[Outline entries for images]
_ _ _

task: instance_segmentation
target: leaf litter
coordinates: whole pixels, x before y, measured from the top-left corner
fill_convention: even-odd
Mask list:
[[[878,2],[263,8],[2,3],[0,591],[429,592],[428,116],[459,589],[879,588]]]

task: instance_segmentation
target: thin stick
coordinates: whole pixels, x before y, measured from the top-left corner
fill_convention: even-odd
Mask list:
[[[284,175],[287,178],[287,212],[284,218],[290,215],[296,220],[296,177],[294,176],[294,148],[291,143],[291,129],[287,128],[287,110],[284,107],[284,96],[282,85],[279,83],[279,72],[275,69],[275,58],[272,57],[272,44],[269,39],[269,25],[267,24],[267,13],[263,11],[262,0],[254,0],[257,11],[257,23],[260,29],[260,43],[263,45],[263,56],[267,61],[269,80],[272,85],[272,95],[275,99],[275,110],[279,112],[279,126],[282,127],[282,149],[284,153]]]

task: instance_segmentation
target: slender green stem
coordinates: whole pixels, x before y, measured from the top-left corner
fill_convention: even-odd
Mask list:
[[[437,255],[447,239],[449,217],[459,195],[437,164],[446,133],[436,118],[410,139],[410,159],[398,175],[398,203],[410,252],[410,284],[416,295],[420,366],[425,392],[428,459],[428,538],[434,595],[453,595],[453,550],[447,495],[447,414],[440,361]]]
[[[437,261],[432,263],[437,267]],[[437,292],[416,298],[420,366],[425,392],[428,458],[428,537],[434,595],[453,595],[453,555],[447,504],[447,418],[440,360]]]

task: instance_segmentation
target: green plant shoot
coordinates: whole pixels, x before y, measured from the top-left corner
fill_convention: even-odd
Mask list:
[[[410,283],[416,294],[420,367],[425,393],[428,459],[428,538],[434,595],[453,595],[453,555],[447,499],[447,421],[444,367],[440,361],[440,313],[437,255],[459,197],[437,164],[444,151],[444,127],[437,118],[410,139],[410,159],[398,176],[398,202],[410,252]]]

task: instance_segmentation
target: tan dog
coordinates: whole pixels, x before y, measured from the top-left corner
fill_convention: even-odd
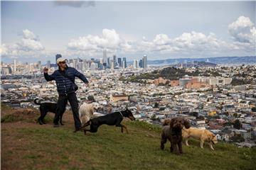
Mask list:
[[[213,144],[218,142],[216,136],[208,130],[202,130],[195,128],[182,130],[182,137],[186,141],[186,145],[188,145],[188,138],[192,137],[200,140],[200,147],[203,148],[204,142],[208,142],[210,149],[214,150]]]
[[[79,118],[81,121],[82,126],[88,123],[92,118],[93,113],[100,108],[100,105],[97,102],[92,103],[82,103],[79,108]]]

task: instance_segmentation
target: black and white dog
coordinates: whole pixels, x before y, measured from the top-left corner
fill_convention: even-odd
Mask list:
[[[128,130],[126,125],[122,125],[121,122],[124,118],[128,118],[131,120],[134,120],[135,118],[132,115],[132,113],[127,108],[123,111],[114,112],[110,114],[100,116],[93,119],[91,119],[88,123],[85,125],[81,129],[83,129],[85,135],[86,132],[96,132],[97,129],[101,125],[105,124],[108,125],[115,125],[116,127],[121,127],[121,132],[123,132],[123,128],[126,130],[128,133]],[[84,129],[86,126],[90,125],[90,130]]]
[[[50,102],[43,102],[41,103],[38,101],[38,98],[36,98],[34,100],[34,103],[37,105],[40,105],[39,110],[41,116],[38,118],[38,121],[40,125],[46,124],[43,121],[43,118],[46,117],[48,112],[51,112],[56,114],[56,108],[57,108],[57,103],[50,103]],[[65,109],[63,113],[61,113],[60,115],[60,125],[63,125],[62,123],[62,117],[65,112]]]

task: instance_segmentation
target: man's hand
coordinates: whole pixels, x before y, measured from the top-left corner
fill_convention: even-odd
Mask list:
[[[43,69],[43,72],[44,72],[45,73],[48,73],[48,68],[44,67],[44,69]]]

_ _ _

WORK TO COMPLETE: The records above need to be given again exactly. Omit the pictures.

THE REPLY:
task: instance_segmentation
target: leaf litter
coordinates: whole pixels, x before y, measured from the top-left corner
fill_convention: even-odd
Mask list:
[[[878,2],[263,8],[2,3],[0,591],[429,592],[428,116],[459,589],[879,588]]]

task: instance_segmentation
target: thin stick
coordinates: whole pixels, x before y, measured from the top-left corner
fill_convention: even-odd
Mask list:
[[[284,175],[287,178],[287,212],[284,218],[290,215],[296,220],[296,177],[294,176],[294,148],[291,143],[291,129],[287,128],[287,110],[284,107],[284,96],[282,85],[279,83],[279,72],[275,69],[275,58],[272,57],[272,44],[269,39],[269,25],[267,24],[267,13],[263,11],[262,0],[254,0],[257,11],[257,23],[260,29],[260,43],[263,45],[263,56],[267,61],[269,80],[272,85],[272,95],[275,99],[275,110],[279,112],[279,126],[282,127],[282,149],[284,153]]]

task: instance_segmentation
target: slender green stem
coordinates: whole pixels, x before y, measured from the top-left corner
fill_convention: even-odd
Mask list:
[[[437,255],[447,239],[449,217],[459,195],[437,164],[446,133],[436,118],[410,139],[410,159],[398,175],[398,203],[410,252],[410,284],[416,295],[420,366],[425,392],[428,459],[428,538],[434,595],[453,595],[453,550],[447,495],[447,414],[440,361]]]
[[[437,261],[432,263],[437,267]],[[437,292],[416,298],[420,366],[425,392],[428,458],[428,537],[434,595],[453,595],[453,555],[447,504],[447,418],[440,360]]]

task: instance_segmentation
target: green plant shoot
coordinates: whole pixels, x before y, measured from the top-left corner
fill_convention: even-odd
Mask list:
[[[410,283],[416,294],[420,367],[425,393],[428,459],[428,538],[434,595],[453,595],[453,555],[447,499],[447,421],[444,367],[440,361],[440,313],[437,255],[459,197],[437,164],[444,151],[444,127],[437,118],[410,139],[410,159],[398,176],[398,202],[410,252]]]

task: instance_segmentation
target: tan dog
coordinates: whole pixels, x before y, measured from the top-left corner
fill_convention: even-odd
Mask list:
[[[213,144],[218,142],[216,136],[208,130],[202,130],[195,128],[182,130],[182,137],[186,141],[186,145],[188,145],[188,138],[192,137],[200,140],[200,147],[203,148],[204,142],[208,142],[210,149],[214,150]]]
[[[79,118],[81,121],[82,126],[88,123],[92,118],[93,113],[100,108],[100,105],[97,102],[92,103],[82,103],[79,108]]]

task: instance_segmentation
target: black and white dog
coordinates: whole pixels, x before y, measured from the top-left corner
fill_convention: even-odd
Mask list:
[[[128,130],[126,125],[122,125],[121,122],[124,118],[128,118],[131,120],[134,120],[135,118],[132,115],[132,113],[127,108],[123,111],[114,112],[110,114],[100,116],[93,119],[91,119],[88,123],[85,125],[81,129],[83,129],[85,135],[86,132],[96,132],[97,129],[101,125],[105,124],[108,125],[115,125],[116,127],[121,127],[121,132],[123,132],[123,128],[126,130],[128,133]],[[84,129],[86,126],[90,125],[90,130]]]
[[[50,102],[43,102],[41,103],[38,101],[38,98],[36,98],[34,100],[34,103],[37,105],[40,105],[39,110],[41,116],[38,118],[38,121],[40,125],[46,124],[43,121],[43,118],[46,117],[48,112],[51,112],[56,114],[56,108],[57,108],[57,103],[50,103]],[[65,109],[63,113],[61,113],[60,115],[60,125],[63,125],[62,123],[62,117],[65,112]]]

task: instance_segmentation
target: man's hand
coordinates: whole pixels, x before y, measured from the top-left corner
fill_convention: even-odd
Mask list:
[[[43,69],[43,72],[44,72],[45,73],[48,73],[48,68],[44,67],[44,69]]]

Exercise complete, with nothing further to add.